[Collected data]

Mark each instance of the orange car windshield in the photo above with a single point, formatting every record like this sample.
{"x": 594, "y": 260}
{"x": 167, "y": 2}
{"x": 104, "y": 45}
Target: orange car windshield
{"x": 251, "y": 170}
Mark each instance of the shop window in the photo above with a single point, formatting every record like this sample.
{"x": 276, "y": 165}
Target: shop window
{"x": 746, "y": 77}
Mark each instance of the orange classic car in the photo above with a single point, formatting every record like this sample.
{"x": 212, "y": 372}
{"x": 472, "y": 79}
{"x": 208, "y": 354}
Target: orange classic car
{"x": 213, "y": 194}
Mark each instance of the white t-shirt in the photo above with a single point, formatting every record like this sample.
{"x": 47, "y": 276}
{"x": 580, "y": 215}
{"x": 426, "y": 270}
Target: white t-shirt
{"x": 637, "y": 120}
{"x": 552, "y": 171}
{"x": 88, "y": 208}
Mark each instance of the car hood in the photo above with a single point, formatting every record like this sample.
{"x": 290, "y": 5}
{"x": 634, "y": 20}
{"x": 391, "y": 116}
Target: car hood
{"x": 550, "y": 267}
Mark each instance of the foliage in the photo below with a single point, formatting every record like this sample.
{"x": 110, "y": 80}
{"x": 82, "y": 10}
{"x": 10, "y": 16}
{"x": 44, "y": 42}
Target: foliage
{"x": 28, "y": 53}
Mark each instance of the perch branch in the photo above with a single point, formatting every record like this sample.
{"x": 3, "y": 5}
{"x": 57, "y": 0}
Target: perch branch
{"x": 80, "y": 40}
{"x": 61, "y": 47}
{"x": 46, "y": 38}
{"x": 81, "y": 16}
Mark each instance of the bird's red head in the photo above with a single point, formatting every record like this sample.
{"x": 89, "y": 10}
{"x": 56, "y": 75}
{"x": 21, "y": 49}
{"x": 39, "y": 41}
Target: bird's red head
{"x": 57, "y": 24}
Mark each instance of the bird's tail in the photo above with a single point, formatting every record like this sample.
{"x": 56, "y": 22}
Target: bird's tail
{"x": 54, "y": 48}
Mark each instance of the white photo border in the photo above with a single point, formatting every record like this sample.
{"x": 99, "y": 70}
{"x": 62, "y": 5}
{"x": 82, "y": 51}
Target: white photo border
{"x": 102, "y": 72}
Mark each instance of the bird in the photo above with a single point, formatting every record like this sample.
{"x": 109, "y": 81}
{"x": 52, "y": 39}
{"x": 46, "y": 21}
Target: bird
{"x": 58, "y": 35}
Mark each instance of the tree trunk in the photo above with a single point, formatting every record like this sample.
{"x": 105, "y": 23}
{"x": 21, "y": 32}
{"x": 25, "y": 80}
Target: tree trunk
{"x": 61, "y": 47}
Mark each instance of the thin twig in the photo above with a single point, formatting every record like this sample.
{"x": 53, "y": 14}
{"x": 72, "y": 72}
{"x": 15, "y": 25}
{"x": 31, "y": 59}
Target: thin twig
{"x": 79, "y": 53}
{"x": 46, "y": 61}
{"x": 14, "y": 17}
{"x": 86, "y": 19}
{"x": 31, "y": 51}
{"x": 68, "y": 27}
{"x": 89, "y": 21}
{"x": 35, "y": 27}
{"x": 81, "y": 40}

AIM OF THE EXERCISE: Give the data again, exactly.

TASK ANSWER:
Mark each instance of the orange car windshield in the photo above with a single point, formatting every record like this sample.
{"x": 594, "y": 260}
{"x": 167, "y": 2}
{"x": 104, "y": 45}
Target: orange car windshield
{"x": 251, "y": 170}
Mark each instance of the shop window in the photo above with a single point, formatting every record like this sample.
{"x": 276, "y": 165}
Target: shop window
{"x": 746, "y": 77}
Mark each instance of the orange classic car in the photo above with a single point, formatting every record like this sample.
{"x": 212, "y": 372}
{"x": 472, "y": 79}
{"x": 208, "y": 354}
Target: orange classic car
{"x": 213, "y": 194}
Mark each instance of the white t-shirt in the photo above with a single point, formatting every record like this sample.
{"x": 47, "y": 276}
{"x": 580, "y": 215}
{"x": 426, "y": 270}
Target: white t-shirt
{"x": 637, "y": 120}
{"x": 552, "y": 171}
{"x": 88, "y": 208}
Mark each instance of the car hood in the photo above with a single point, formatting every record like this sample.
{"x": 290, "y": 5}
{"x": 634, "y": 20}
{"x": 391, "y": 116}
Target: car hood
{"x": 550, "y": 267}
Mark each instance of the foliage in the photo below with a single point, formatting every record like this sample.
{"x": 110, "y": 80}
{"x": 82, "y": 10}
{"x": 10, "y": 16}
{"x": 44, "y": 42}
Target: foliage
{"x": 28, "y": 53}
Mark each instance of the perch branch in the photo above with a single point, formatting every record like this sample.
{"x": 3, "y": 5}
{"x": 57, "y": 0}
Target: perch branch
{"x": 80, "y": 40}
{"x": 61, "y": 47}
{"x": 46, "y": 38}
{"x": 81, "y": 16}
Mark each instance of the bird's red head in the photo above with a single point, formatting every record like this sample.
{"x": 89, "y": 10}
{"x": 56, "y": 75}
{"x": 21, "y": 49}
{"x": 39, "y": 41}
Target: bird's red head
{"x": 57, "y": 24}
Mark each instance of the bird's tail in the photo above with a single point, formatting every record like this sample.
{"x": 56, "y": 22}
Target: bird's tail
{"x": 54, "y": 48}
Mark each instance of the white photo border in the photo above with a single point, formatting every record like this sample.
{"x": 99, "y": 70}
{"x": 62, "y": 5}
{"x": 82, "y": 51}
Target: white photo border
{"x": 102, "y": 72}
Mark each instance of the bird in the photo above with a single point, formatting every record like this sample.
{"x": 109, "y": 81}
{"x": 52, "y": 39}
{"x": 46, "y": 21}
Target: bird
{"x": 58, "y": 35}
Mark each instance of the tree trunk in the photo above with a single point, formatting every record like this sample.
{"x": 105, "y": 23}
{"x": 21, "y": 32}
{"x": 25, "y": 80}
Target: tree trunk
{"x": 61, "y": 47}
Mark each instance of the thin twig in the photo above with a single point, formatting every record like this sample.
{"x": 53, "y": 14}
{"x": 72, "y": 72}
{"x": 15, "y": 25}
{"x": 31, "y": 59}
Target: thin twig
{"x": 79, "y": 53}
{"x": 46, "y": 61}
{"x": 14, "y": 17}
{"x": 86, "y": 19}
{"x": 31, "y": 51}
{"x": 68, "y": 27}
{"x": 89, "y": 21}
{"x": 35, "y": 27}
{"x": 81, "y": 40}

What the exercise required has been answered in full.